(Entries taken from a collection)
-- -- --
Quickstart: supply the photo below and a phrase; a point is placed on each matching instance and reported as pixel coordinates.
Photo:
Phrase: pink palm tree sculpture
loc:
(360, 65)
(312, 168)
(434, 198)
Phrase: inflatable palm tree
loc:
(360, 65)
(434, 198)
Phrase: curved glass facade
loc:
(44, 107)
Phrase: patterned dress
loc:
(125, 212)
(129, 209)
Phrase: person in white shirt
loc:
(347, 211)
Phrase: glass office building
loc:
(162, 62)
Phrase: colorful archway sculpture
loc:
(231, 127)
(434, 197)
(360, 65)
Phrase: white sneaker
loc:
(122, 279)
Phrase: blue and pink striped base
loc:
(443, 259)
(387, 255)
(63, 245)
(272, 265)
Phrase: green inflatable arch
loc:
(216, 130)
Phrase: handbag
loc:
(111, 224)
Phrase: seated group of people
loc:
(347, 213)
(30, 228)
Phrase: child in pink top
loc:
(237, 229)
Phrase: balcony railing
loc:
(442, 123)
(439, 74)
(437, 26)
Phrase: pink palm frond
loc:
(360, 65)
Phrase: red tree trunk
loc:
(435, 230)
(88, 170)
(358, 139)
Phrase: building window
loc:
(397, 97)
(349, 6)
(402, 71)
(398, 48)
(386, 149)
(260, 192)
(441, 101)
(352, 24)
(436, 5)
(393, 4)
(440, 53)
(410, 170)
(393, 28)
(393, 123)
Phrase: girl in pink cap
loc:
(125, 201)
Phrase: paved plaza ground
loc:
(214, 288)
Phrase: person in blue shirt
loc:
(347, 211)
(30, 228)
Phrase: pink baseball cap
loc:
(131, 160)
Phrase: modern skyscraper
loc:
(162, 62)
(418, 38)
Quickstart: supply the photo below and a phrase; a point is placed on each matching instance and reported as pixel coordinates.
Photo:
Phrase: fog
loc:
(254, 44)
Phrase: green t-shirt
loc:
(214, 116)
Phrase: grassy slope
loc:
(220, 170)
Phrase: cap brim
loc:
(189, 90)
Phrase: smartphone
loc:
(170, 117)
-- -- --
▶ [WHAT TO DO]
What you should produce is an exact retyping of every line above.

▶ [ANSWER SPACE]
Quickstart: supply the photo below and a phrase; a point is placed on each matching instance and reported as pixel coordinates.
Photo:
Phrase: pink palm tree sculpture
loc:
(360, 65)
(312, 168)
(434, 198)
Phrase: inflatable palm tree
loc:
(360, 65)
(434, 198)
Phrase: curved glass facade
loc:
(44, 107)
Phrase: patterned dress
loc:
(125, 212)
(129, 209)
Phrase: person in white shirt
loc:
(347, 211)
Phrase: glass office building
loc:
(162, 62)
Phrase: colorful archway sculpture
loc:
(231, 127)
(434, 197)
(360, 65)
Phrase: white sneaker
loc:
(122, 279)
Phrase: blue and pink striped base
loc:
(443, 259)
(387, 255)
(63, 245)
(272, 265)
Phrase: green inflatable arch
loc:
(216, 130)
Phrase: handbag
loc:
(111, 224)
Phrase: seated group of people
loc:
(347, 213)
(30, 228)
Phrase: child in pink top
loc:
(237, 229)
Phrase: balcony railing
loc:
(442, 123)
(439, 74)
(437, 26)
Phrase: pink palm frond
loc:
(360, 65)
Phrase: red tree trunk
loc:
(435, 230)
(88, 170)
(358, 139)
Phrase: building window
loc:
(397, 97)
(349, 6)
(402, 71)
(398, 48)
(386, 149)
(260, 192)
(441, 101)
(352, 24)
(436, 5)
(393, 4)
(440, 53)
(410, 170)
(393, 28)
(393, 123)
Phrase: girl in pink cap
loc:
(125, 201)
Phrase: paved plaza ground
loc:
(214, 288)
Phrase: person in blue shirt
loc:
(347, 211)
(30, 228)
Phrase: pink baseball cap
loc:
(131, 160)
Phrase: modern skyscraper
loc:
(162, 62)
(418, 38)
Quickstart: supply the photo below and a phrase; a point is placed on each matching instance and reported as pixel coordinates.
Photo:
Phrase: fog
loc:
(254, 44)
Phrase: green t-shirt
loc:
(214, 116)
Phrase: grassy slope
loc:
(220, 170)
Phrase: cap brim
loc:
(189, 90)
Phrase: smartphone
loc:
(170, 117)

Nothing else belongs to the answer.